### Problem description
Would it be possible to reproduce every entry exactly, please?

Stored items from a collection:
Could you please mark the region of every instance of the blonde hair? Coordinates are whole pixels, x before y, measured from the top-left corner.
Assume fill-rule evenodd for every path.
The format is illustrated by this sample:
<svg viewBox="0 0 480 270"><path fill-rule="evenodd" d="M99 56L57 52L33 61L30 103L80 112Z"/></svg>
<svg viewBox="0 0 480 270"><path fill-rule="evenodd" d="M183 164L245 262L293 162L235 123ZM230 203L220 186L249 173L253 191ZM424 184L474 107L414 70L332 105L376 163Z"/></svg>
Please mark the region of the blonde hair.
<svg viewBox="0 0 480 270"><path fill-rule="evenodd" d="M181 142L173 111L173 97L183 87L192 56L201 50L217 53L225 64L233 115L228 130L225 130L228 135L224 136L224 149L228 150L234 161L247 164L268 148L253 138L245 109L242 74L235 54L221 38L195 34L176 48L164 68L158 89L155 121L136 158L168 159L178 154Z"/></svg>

### Solution for this exercise
Could you please mark the region of every instance of the blonde hair? Coordinates are whole pixels, x before y, measured from the top-left corner.
Assume fill-rule evenodd for every path.
The format is illustrated by this sample:
<svg viewBox="0 0 480 270"><path fill-rule="evenodd" d="M99 56L57 52L33 61L30 103L80 112Z"/></svg>
<svg viewBox="0 0 480 270"><path fill-rule="evenodd" d="M183 164L245 262L293 162L235 123ZM230 203L220 186L249 173L253 191ZM424 184L474 107L414 70L332 105L376 163Z"/></svg>
Please mark the region of the blonde hair.
<svg viewBox="0 0 480 270"><path fill-rule="evenodd" d="M181 142L173 111L173 97L183 87L192 56L201 50L217 53L225 64L233 115L228 130L225 130L228 135L224 136L224 149L228 150L234 161L247 164L268 148L253 138L245 109L242 74L235 54L221 38L195 34L176 48L164 68L158 89L155 121L136 158L168 159L178 154Z"/></svg>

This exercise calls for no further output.